---------- MATERIAL SUPPLIED

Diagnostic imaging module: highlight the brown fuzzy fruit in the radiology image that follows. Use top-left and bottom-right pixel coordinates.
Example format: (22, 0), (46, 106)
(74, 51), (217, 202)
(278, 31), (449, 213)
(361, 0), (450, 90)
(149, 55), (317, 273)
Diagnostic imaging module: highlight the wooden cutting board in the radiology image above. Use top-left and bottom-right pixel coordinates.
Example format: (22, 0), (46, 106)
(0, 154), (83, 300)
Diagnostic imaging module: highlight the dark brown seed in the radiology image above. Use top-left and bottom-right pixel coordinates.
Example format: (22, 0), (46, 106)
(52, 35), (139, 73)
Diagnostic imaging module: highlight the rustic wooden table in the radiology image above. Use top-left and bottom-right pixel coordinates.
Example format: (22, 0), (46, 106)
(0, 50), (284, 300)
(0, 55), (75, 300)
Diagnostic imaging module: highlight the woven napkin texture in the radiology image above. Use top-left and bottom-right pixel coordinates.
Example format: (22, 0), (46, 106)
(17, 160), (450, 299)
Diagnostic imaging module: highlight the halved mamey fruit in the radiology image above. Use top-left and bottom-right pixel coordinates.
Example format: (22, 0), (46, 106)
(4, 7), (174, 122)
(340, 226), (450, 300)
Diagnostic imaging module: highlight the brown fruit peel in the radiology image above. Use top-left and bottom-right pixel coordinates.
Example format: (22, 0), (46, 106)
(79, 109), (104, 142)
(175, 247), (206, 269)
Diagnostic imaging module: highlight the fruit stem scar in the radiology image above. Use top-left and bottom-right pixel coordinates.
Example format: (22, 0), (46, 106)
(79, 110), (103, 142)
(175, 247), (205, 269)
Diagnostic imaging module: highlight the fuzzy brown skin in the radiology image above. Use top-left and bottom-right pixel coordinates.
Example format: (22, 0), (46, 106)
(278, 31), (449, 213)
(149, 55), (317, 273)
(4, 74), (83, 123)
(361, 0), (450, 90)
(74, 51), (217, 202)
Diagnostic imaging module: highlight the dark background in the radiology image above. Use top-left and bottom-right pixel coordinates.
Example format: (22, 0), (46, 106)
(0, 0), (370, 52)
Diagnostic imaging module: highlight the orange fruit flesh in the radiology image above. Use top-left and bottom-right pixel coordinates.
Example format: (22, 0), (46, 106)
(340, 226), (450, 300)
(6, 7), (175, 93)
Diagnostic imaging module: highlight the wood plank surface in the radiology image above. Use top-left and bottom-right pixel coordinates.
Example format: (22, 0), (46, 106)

--------------------

Change every "Diagnostic imaging module" in the items above to "Food labeling module", and reproduce the lines with nothing else altered.

Food labeling module: highlight the brown fuzzy fruit in the radiology image that follows. Use top-left and bottom-right pixel coordinates.
Example format: (22, 0), (46, 106)
(74, 51), (217, 202)
(278, 31), (449, 213)
(361, 0), (450, 90)
(149, 55), (317, 273)
Food labeling module: highlight the wooden cutting board in the radiology image above. Use top-left and bottom-right pixel coordinates.
Example format: (22, 0), (46, 106)
(0, 154), (83, 300)
Food labeling module: highlight the dark brown seed in the radiology image above. Use top-left and bottom-right pixel coordinates.
Example format: (22, 0), (46, 106)
(52, 35), (139, 73)
Food labeling module: highlight the rustic wooden table in the radiology image above. Use top-left and bottom-right pixel coordinates.
Example format: (22, 0), (46, 106)
(0, 50), (284, 300)
(0, 55), (75, 300)
Food labeling module: highlight the woven napkin texture in the radiology image above. Use top-left and bottom-right pixel coordinates.
Example format: (22, 0), (46, 106)
(17, 160), (450, 299)
Food labeling module: highlight the halved mamey fruit in the radiology image above. Use top-left and bottom-right pixel coordinates.
Example format: (22, 0), (46, 106)
(4, 7), (174, 122)
(340, 226), (450, 300)
Food labeling module: highlight the brown fruit peel in the radiology image above. Use top-left and bottom-right pixel coordinates.
Example format: (22, 0), (46, 106)
(79, 109), (104, 142)
(175, 247), (206, 269)
Food labeling module: highlight the fruit stem scar in the radiology image above. Use top-left and bottom-right pixel coordinates.
Example format: (22, 0), (46, 106)
(79, 110), (103, 142)
(175, 247), (205, 269)
Food labeling module: highlight the fuzzy brown skin in the radiology image above. Use top-left and bottom-right pixel coordinates.
Example format: (22, 0), (46, 106)
(278, 31), (449, 213)
(149, 55), (317, 273)
(4, 74), (83, 123)
(361, 0), (450, 90)
(74, 51), (217, 202)
Food labeling module: highlight the dark background in the radiology image above. Use top-left and bottom-right pixel coordinates.
Example format: (22, 0), (46, 106)
(0, 0), (370, 52)
Food labeling module: highlight the orange fruit flesh in the radiology image above. Use top-left and bottom-right pixel coordinates.
Example format: (22, 0), (46, 106)
(340, 226), (450, 300)
(6, 7), (175, 93)
Food labeling module: highlight the wood plank surface in the radiology image above. Use top-left and bottom-right pixel coordinates.
Example format: (22, 0), (46, 106)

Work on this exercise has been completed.